* _WORK TO BE COMPLETED_: From the passage below on Stanford and minority studies, list every thinker it names as a complement to the literary authors studied in the German department.

* _SELECTED PASSAGE_:
[Start]

Stanford brings back memories, personal, political and intellectual associations very meaningful to me today as I reflect on the future of minority studies. Thirty years ago I was on the faculty here at Stanford, a budding young assistant professor in the prestigious German department. Yes, I spent my '68 here, a steady fixture in the antiwar movement, which—for those with shorter memories—was to some degree directed against the doings of Stanford itself.

I was not to cash in on my Yale and Stanford pedigree in Germanistik, and landed in "minority studies," Puerto Rican studies in particular, and at the City University of New York instead of Stanford. My academic career after Stanford would appear to have been an extreme and protracted demotion, or self-demotion, a sharp downward mobility from center to margins, from prestige to the undervalued, from the universal to the particular. I remember colleagues in the humanities and social science disciplines asking me, "Puerto Rican studies? How can you limit yourself to just one group?" And I thought of Germanistik, its place firmly ensconced among the established disciplines, the home of "humanistische Bildung," yet its field of inquiry cautiously circumscribed to one central national experience. From the vantage of Puerto Rican and minority studies, as I came to find out, the traditional European disciplines are also severely limited in their methodological and theoretical reach. The U.S. brand of Germanistik I had been groomed in was about philology and literary history, with only occasional dabbling, where pertinent, in broader philosophical or social issues. Fortunately for me, Stanford's German department was among the most enlightened in the country in those [End Page 187] years, one of the first, in fact, to refer to itself as "German Studies," and in having complemented its language and literature offerings with a third branch or curricular sequence in intellectual history, Geistesgeschichte. For my colleagues, students, and me, that meant complementing our Thomas Mann with Nietzsche and Freud, our Goethe with Kant and Hegel, our Heinrich Heine with Marx and Feuerbach, our Kafka and Brecht with Walter Benjamin. It was a stimulating intellectual feast, a countercanon that articulated easily with the fervent student radicalism and rebellious sensibility of the times.

[End]

* _DATA BLOCK_:
[Start]

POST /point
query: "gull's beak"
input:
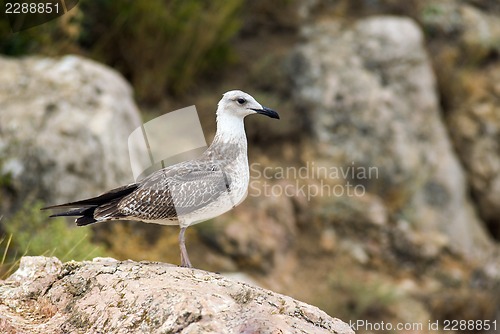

[End]

* _COMPLETE RESPONSE_: Nietzsche, Freud, Kant, Hegel, Marx, Feuerbach, Walter Benjamin